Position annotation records
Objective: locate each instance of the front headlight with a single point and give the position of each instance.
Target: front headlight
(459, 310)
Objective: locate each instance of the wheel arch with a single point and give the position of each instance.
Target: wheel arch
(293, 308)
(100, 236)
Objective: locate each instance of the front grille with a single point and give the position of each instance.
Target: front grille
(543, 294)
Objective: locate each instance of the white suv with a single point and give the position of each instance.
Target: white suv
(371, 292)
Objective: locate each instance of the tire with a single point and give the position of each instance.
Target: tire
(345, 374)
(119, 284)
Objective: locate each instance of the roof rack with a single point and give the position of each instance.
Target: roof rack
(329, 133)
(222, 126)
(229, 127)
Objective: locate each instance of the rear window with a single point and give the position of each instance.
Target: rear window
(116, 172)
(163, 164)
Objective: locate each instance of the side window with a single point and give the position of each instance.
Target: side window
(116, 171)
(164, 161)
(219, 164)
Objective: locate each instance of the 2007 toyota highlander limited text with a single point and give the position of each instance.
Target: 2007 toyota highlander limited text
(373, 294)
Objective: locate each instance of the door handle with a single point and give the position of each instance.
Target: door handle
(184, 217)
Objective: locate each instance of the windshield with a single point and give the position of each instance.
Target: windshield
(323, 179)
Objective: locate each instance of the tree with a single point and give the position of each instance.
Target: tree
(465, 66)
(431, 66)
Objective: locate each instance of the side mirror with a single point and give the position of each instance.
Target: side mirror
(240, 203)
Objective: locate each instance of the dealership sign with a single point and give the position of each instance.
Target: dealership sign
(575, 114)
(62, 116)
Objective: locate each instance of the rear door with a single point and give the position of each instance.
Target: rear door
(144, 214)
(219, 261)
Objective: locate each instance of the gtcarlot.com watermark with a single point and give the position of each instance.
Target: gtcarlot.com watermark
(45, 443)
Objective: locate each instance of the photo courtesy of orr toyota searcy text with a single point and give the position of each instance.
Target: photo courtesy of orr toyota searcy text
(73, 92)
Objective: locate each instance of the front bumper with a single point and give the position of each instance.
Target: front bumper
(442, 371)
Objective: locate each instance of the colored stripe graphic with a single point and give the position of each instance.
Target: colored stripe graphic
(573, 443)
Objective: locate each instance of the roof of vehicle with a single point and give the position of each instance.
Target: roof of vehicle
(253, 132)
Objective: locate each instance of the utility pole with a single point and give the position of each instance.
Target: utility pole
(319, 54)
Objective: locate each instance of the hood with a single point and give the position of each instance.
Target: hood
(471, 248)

Exercise goal: Repeat the listing above without any change.

Response below:
Objective: locate each instance of the front headlight with a single point and give the position of each instance.
Target: front headlight
(459, 310)
Objective: locate each instance of the wheel arch with a single point and give the position of each instance.
Target: wheel arch
(293, 308)
(100, 236)
Objective: locate each instance of the front grille with a single point and give the position of each instance.
Target: front grille
(543, 294)
Objective: locate each instance of the white suv with a single point and give the position of each instance.
Target: white suv
(371, 292)
Objective: locate each instance of the tire with a single point and give the position of each instance.
Target: tire
(345, 374)
(119, 284)
Objective: locate each instance of the roof rack with a single point and give the position of each instance.
Target: roof rack
(329, 133)
(222, 126)
(229, 127)
Objective: locate each instance of the rear window with a single point and give the position of each instance.
Target: rear window
(116, 172)
(163, 164)
Objective: locate each instance of the side window with a single point and give the position of each instance.
Target: side window
(116, 171)
(164, 161)
(219, 164)
Objective: locate each instance of the 2007 toyota highlander limited text with a single point and give the position of each instance.
Target: 2007 toyota highlander limited text
(373, 294)
Objective: locate each instance of the door handle with a single point and give the position of each instance.
Target: door handle
(184, 217)
Objective: locate each instance of the windshield with a single point and give the position of each instance.
Target: windshield
(323, 179)
Objective: locate each instance of the tree with a single point and give the position of each instance.
Target: tree
(465, 66)
(431, 66)
Objective: locate each instance of the side mirror with a single point and give the position of each instance.
Target: side mirror
(240, 203)
Objective: locate each instance of the dealership sign with a single point and give the position of each instance.
Target: dealership sign
(575, 114)
(62, 116)
Objective: locate each instance of the rear door with a single point and give the position of each instance.
Target: rear door
(144, 214)
(219, 261)
Objective: locate each instance of the gtcarlot.com watermark with a single point and give the position of each instance.
Target: gtcarlot.com watermark
(45, 443)
Objective: locate each instance of the photo courtesy of orr toyota searcy text with a single point and give the position of each instance.
Target: photo courtesy of orr toyota searcy text
(73, 92)
Objective: locate each instance of the front bumper with a single point and give the position of each instance.
Target: front bumper
(442, 371)
Objective: locate each instance of the colored stripe graphic with a single point and give the position of each instance.
Target: colored stripe graphic
(573, 443)
Objective: locate each instance of the roof of vehicle with a single point and give the position of each instance.
Target: roof of vehicle
(253, 132)
Objective: locate each instance of the utility pole with a single point and give the position of each instance.
Target: utility pole
(319, 54)
Objective: locate each instance of the hood with a single point and give the position of each instance.
Target: hood
(471, 248)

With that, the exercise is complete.